* _Data for this task_
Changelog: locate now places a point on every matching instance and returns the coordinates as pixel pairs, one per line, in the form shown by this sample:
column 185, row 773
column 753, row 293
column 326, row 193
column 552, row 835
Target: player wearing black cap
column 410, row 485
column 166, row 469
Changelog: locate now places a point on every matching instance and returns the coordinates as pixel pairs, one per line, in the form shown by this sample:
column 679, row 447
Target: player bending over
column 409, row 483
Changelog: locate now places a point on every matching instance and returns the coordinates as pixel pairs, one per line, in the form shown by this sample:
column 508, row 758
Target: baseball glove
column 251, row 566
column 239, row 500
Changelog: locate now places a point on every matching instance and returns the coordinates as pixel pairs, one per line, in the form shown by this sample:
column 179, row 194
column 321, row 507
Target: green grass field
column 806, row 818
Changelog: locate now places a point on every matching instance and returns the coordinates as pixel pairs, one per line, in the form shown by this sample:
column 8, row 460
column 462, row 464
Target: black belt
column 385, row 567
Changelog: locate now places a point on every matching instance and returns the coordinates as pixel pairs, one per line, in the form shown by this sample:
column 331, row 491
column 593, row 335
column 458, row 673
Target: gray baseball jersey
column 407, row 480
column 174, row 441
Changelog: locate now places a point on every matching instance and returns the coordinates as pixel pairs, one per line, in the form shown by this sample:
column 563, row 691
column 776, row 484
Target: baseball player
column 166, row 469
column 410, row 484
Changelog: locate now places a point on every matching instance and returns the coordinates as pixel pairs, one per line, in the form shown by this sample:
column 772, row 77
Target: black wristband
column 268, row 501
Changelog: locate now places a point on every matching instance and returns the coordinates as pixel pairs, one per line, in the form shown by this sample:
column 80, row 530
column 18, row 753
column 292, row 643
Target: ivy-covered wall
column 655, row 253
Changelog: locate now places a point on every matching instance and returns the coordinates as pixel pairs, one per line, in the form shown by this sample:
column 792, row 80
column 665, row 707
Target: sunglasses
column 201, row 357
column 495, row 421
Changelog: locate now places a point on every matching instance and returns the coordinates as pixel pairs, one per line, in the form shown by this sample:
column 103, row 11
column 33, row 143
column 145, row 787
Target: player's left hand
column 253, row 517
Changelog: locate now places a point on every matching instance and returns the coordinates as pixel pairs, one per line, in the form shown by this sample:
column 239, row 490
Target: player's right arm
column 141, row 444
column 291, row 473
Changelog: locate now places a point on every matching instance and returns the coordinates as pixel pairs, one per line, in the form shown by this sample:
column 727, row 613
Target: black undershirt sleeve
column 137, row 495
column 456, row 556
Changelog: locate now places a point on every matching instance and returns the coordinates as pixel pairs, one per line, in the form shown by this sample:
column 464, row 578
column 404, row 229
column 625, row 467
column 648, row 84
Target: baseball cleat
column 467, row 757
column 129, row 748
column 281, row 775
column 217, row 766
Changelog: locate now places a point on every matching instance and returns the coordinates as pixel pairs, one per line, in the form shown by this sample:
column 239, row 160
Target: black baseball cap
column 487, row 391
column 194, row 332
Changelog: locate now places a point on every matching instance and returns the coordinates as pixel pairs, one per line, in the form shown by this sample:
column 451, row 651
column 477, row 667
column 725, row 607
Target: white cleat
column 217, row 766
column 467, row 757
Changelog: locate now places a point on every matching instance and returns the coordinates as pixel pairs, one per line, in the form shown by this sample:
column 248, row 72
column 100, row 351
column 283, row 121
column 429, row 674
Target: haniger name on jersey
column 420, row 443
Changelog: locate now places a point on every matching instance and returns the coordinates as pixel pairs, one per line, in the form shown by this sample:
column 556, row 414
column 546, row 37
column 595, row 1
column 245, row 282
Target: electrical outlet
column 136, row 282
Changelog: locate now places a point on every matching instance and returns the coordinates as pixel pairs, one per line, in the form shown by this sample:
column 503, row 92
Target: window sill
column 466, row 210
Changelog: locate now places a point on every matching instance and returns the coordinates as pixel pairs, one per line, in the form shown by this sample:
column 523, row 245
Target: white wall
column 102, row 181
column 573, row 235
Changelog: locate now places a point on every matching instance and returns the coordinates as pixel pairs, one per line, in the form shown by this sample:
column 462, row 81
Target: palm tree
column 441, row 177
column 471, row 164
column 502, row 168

* _Task statement_
Print the data above exactly.

* _Response_
Changelog: locate now places a point on every matching instance and returns the coordinates as pixel pairs, one per line, in the form shown by this sample:
column 185, row 773
column 753, row 293
column 326, row 193
column 552, row 835
Target: player wearing black cap
column 410, row 485
column 166, row 469
Changelog: locate now places a point on every matching instance and returns the coordinates as pixel pairs, one per line, in the form shown by this sample:
column 679, row 447
Target: player bending over
column 409, row 483
Changelog: locate now places a point on every matching instance and returns the coordinates as pixel pairs, one per line, in the form shown by this sample:
column 508, row 758
Target: baseball glove
column 251, row 566
column 239, row 500
Changelog: locate now places a point on every matching instance and returns the coordinates as pixel pairs, one per line, in the form shown by this sample:
column 179, row 194
column 321, row 507
Target: green grass field
column 806, row 818
Changelog: locate now places a point on every matching instance and returns the coordinates as pixel pairs, one per line, in the form shown by this sample:
column 8, row 460
column 462, row 464
Target: black belt
column 385, row 567
Changelog: locate now places a point on every matching instance and returns the coordinates as pixel pairs, one per line, in the form shown by this sample:
column 331, row 491
column 593, row 335
column 458, row 673
Target: gray baseball jersey
column 407, row 480
column 174, row 441
Changelog: locate now places a point on every matching instance and returns the coordinates as pixel pairs, one per line, in the form shown by this sample:
column 563, row 691
column 776, row 484
Target: baseball player
column 166, row 469
column 410, row 484
Changelog: locate now places a point on every matching instance and returns the coordinates as pixel pairs, one per line, in the form shown by this sample:
column 772, row 77
Target: black wristband
column 268, row 501
Changelog: locate now places a point on every matching instance and returns the coordinates as pixel pairs, one per line, in the form shown by this sample:
column 80, row 530
column 18, row 753
column 292, row 643
Target: ivy-covered wall
column 655, row 253
Changelog: locate now places a point on every matching instance and returns the coordinates as pixel pairs, one per line, in the form shown by this sample:
column 792, row 80
column 665, row 707
Target: sunglasses
column 201, row 357
column 495, row 421
Changelog: locate now places a point on every matching instance and returns the coordinates as pixel pairs, one per line, in the form shown by this sample:
column 103, row 11
column 33, row 143
column 145, row 787
Target: player's left hand
column 253, row 517
Changelog: locate now places a point on every matching instance and returns the coordinates as pixel pairs, one per line, in the form shown by this sample:
column 239, row 490
Target: player's right arm
column 141, row 444
column 291, row 473
Changelog: locate now places a point on every matching instance and returns the coordinates as pixel pairs, one per line, in the form shown by this sample:
column 727, row 613
Target: black undershirt sleeve
column 137, row 495
column 456, row 556
Changelog: locate now places a point on every matching instance and returns the coordinates as pixel pairs, one per line, in the form shown by this sample:
column 464, row 578
column 404, row 229
column 625, row 467
column 648, row 84
Target: baseball cleat
column 467, row 757
column 129, row 748
column 281, row 775
column 217, row 766
Changelog: locate now places a point on every matching instance and returns the coordinates as pixel pairs, one per line, in the form shown by this sample:
column 239, row 160
Target: black baseball cap
column 487, row 391
column 194, row 332
Changelog: locate now places a point on every matching instance and returns the coordinates as pixel pairs, one per line, in the form shown by this sample:
column 451, row 651
column 477, row 667
column 725, row 607
Target: white cleat
column 217, row 766
column 467, row 757
Changelog: locate now places a point on every matching instance and returns the coordinates as pixel pairs, one per line, in the form shown by this sample:
column 248, row 72
column 100, row 351
column 283, row 121
column 429, row 674
Target: haniger name on jersey
column 420, row 443
Changelog: locate now places a point on every matching instance and returns the coordinates as pixel pairs, one per line, in the form shown by this sample:
column 556, row 414
column 546, row 37
column 595, row 1
column 245, row 282
Target: electrical outlet
column 136, row 282
Changelog: locate now places a point on every matching instance and returns the coordinates as pixel pairs, one per line, in the form shown by this sample:
column 503, row 92
Target: window sill
column 466, row 210
Changelog: locate now places a point on every matching instance and returns the coordinates as pixel pairs, one per line, in the form shown by this sample:
column 523, row 245
Target: white wall
column 102, row 181
column 573, row 235
Changelog: locate now places a point on every matching instance and returns the coordinates as pixel pairs, one per line, in the form shown by this sample:
column 462, row 81
Target: palm tree
column 441, row 177
column 471, row 164
column 502, row 168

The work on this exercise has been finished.